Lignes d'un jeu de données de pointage
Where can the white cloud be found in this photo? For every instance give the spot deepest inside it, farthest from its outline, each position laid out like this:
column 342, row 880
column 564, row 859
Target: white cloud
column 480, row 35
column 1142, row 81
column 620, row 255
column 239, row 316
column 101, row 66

---

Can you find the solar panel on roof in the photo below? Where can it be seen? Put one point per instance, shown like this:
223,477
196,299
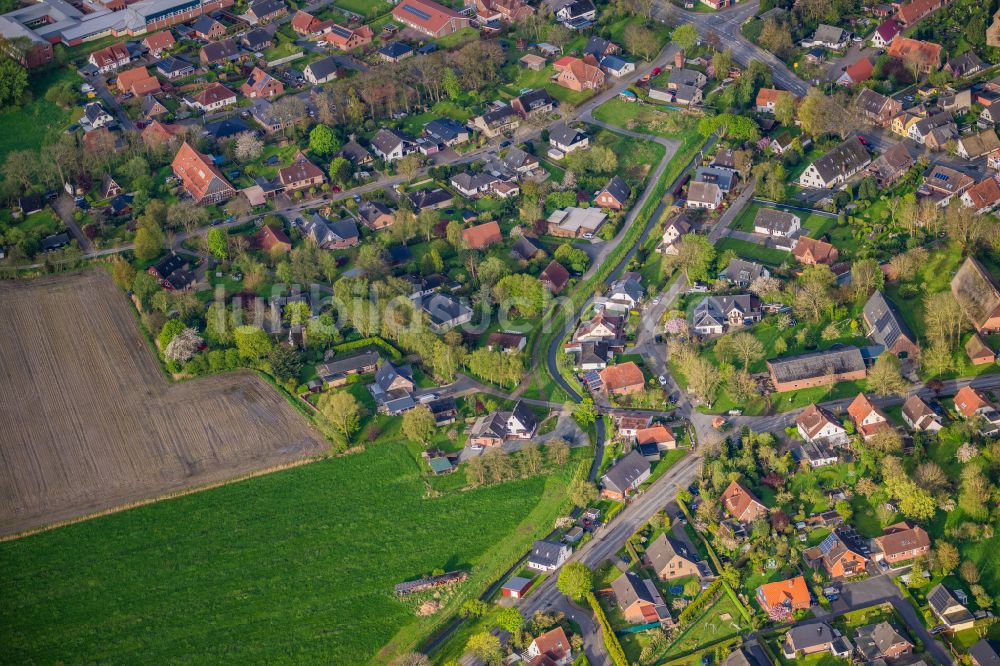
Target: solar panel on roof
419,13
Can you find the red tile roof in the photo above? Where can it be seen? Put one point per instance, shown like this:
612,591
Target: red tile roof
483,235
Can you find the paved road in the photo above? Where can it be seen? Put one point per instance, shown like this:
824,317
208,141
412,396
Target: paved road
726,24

--

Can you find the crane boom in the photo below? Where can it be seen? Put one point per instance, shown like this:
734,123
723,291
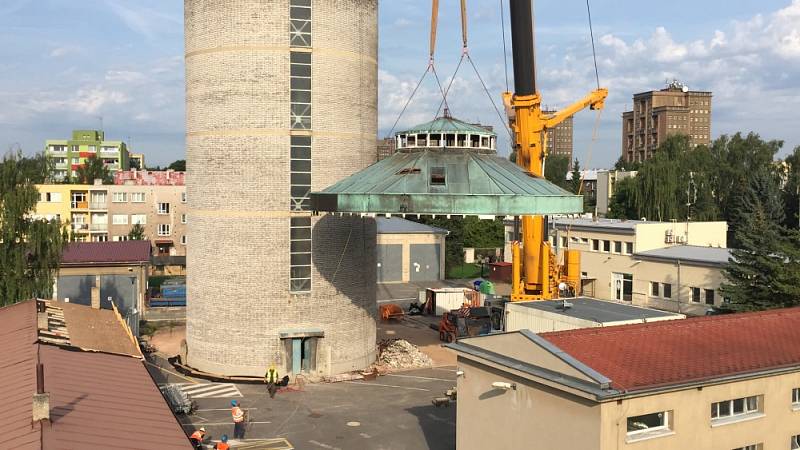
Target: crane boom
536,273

_Consigne donnée_
Réécris en liste JSON de chaînes les lignes des enregistrements, à partir de la ligne qui contient « Where can the » et jusqu'à la ligne qui contient « column 101, row 66 », ces deux lignes comprises. Mets une chaîne par ligne et laisse de côté les lignes vides.

_Réponse attendue_
[
  "Where can the white cloud be found in this photo? For every instance give the spot deepest inside it, farthest from its outline, each position laid out like this:",
  "column 342, row 880",
  "column 564, row 859",
  "Target: white cloud",
  "column 480, row 35",
  "column 1142, row 81",
  "column 620, row 255",
  "column 239, row 316",
  "column 101, row 66"
]